Part of a data file

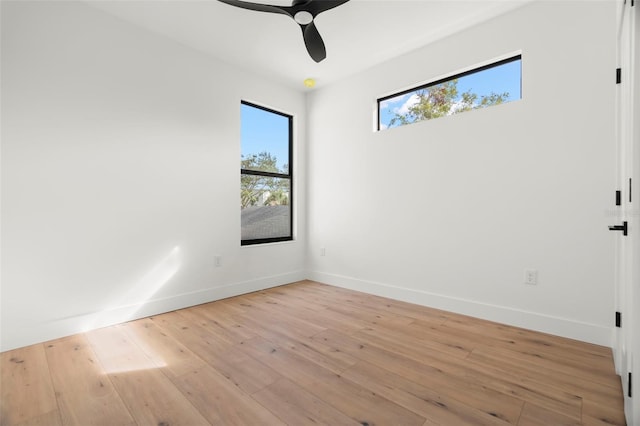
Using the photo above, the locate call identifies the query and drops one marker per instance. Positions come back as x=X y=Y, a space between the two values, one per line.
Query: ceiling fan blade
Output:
x=313 y=42
x=318 y=6
x=257 y=6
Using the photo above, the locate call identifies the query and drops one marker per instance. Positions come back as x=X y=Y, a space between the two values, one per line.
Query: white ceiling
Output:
x=357 y=34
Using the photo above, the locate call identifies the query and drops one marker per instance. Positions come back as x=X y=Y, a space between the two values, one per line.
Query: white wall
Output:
x=120 y=174
x=450 y=212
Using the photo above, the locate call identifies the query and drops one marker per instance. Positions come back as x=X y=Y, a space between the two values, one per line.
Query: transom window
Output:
x=489 y=85
x=265 y=175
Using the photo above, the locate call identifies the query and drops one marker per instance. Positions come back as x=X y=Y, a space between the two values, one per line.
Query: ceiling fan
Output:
x=303 y=12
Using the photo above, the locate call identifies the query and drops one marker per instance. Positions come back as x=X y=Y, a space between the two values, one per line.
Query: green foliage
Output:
x=443 y=99
x=263 y=190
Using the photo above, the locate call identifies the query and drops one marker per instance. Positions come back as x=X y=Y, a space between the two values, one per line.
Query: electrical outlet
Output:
x=531 y=276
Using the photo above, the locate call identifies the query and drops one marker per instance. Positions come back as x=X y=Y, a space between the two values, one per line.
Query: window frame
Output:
x=511 y=58
x=288 y=175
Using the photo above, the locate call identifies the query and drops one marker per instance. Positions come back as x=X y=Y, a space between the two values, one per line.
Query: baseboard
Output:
x=563 y=327
x=20 y=335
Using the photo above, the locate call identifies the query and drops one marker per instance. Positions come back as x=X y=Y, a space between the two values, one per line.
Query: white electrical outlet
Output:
x=531 y=276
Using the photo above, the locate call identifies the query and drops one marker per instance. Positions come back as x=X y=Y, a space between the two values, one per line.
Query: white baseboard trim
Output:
x=558 y=326
x=20 y=335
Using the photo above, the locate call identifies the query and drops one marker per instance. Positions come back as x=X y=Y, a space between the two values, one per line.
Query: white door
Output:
x=626 y=219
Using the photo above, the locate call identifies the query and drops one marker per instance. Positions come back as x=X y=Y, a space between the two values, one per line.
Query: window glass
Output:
x=265 y=175
x=482 y=87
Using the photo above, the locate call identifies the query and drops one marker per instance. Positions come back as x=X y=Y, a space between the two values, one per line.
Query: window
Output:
x=492 y=84
x=265 y=175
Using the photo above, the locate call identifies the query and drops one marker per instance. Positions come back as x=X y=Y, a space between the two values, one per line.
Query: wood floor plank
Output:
x=296 y=406
x=420 y=399
x=355 y=401
x=220 y=401
x=475 y=395
x=168 y=354
x=26 y=389
x=149 y=395
x=598 y=413
x=533 y=415
x=84 y=392
x=226 y=358
x=310 y=353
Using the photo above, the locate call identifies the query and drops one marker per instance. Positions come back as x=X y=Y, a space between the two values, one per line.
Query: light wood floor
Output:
x=308 y=353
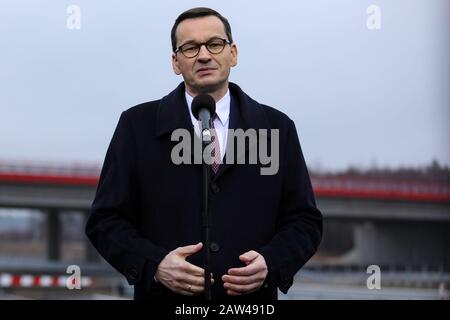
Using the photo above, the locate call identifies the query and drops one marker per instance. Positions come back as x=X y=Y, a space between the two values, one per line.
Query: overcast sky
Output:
x=357 y=96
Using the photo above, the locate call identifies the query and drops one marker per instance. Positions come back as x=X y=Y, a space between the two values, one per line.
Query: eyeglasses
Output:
x=214 y=46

### Set task
The listing above needs to be output again exactly. Don't include the pictures.

### Response for this exercise
Using the photo above, the locate call identifies the query and drops one marker per instance. Positions come back as x=X y=Y, a space between the two values, one per line.
Query: ceiling fan blade
Output:
x=313 y=42
x=318 y=6
x=257 y=6
Using the photo above, the locate call identifies the query and drops one marker per instance. Positions come back as x=X y=Y, a space between the two values, one per line.
Query: white ceiling
Output:
x=357 y=34
Using the photo above, the locate call identifies the query and drops one marker per instance. Positions come back as x=X y=Y, a space between the two values, one per line.
Query: white wall
Output:
x=120 y=174
x=450 y=212
Using the photo above, the locate call identifies the query and drops one marker per instance. Positions come back as x=X y=Y, a space between the two values, one per line.
Query: transom window
Output:
x=489 y=85
x=265 y=175
Using the photo above, the locate call identifies the query and drops one marker per instance. Positions come back as x=X y=Y, a space between the two values, one per line.
Query: ceiling fan
Output:
x=303 y=12
Using the photo above, the locate call identifies the query and drops one marker per instance. Positions come back as x=X y=Y, a space between the two values, one per line.
Query: green foliage
Output:
x=443 y=99
x=263 y=190
Using the photo above, the locate call identifies the query and drops one marker per instance. Positions come back as x=X y=Y, a space between the two values, one per line.
Query: electrical outlet
Output:
x=531 y=276
Using the photo above, the locate call identifies the query and drops one marker per instance. Positions come back as x=X y=Y, a space between the two values, one per line.
Query: window frame
Output:
x=511 y=58
x=288 y=175
Using the photo above, the locate call identifies the query and drops one marker per instance. Positions come back as x=X y=Y, a space between the two values, one per line.
Query: baseboard
Output:
x=563 y=327
x=20 y=335
Using the photo above, the locate call identifies the query and drops one marker per instance. Positions come back as x=X y=Y, a space between the two values, one per line.
Query: white electrical outlet
Output:
x=531 y=276
Using the photo above, the locate call identifies the query and drops one marker per instance. Positions come back as x=X y=Y, a space between the two values, one per line.
Query: white baseboard trim
Output:
x=558 y=326
x=20 y=335
Using the photo above, the locate call identifies the query and drops one marker per instance. Positions come back as x=X y=Y, a space between the two values, one per line.
Query: white door
Output:
x=626 y=219
Using the photo above, the locate call identifies the query and drops one marker per instance. Positions come back as x=X y=Y, a space between the two values, one per line.
Query: window glass
Output:
x=265 y=175
x=482 y=87
Using the photo above, the locate call identifies the query and drops one marker per instance. Positions come back as x=X y=Y, a space between the two values, one per line.
Query: window
Output:
x=492 y=84
x=265 y=175
Using the photo above, the locate call identifies the query and drops one marker per instance. Positions come back as x=X y=Y, a space between the two values, one per line.
Query: wood floor plank
Output:
x=296 y=406
x=420 y=399
x=355 y=401
x=220 y=401
x=475 y=395
x=168 y=354
x=26 y=389
x=149 y=395
x=598 y=413
x=533 y=415
x=84 y=392
x=226 y=358
x=310 y=353
Using the photo above, the locate call identifies the query and drops one marker per instance. Positions come back as x=X y=Y, a space between the two values, one per line.
Query: light wood floor
Output:
x=308 y=353
Using the photo above, the locate call identifies the query and drops one marker per instance. Positions come back as x=X y=Y, a space between the two values, one per line.
Query: overcast sky
Output:
x=357 y=96
Using the photo above, the locate call identifies the query and drops one marker per instance. Positions come back as x=X y=Y, a space between the two values, one per line.
Query: eyeglasses
Output:
x=214 y=46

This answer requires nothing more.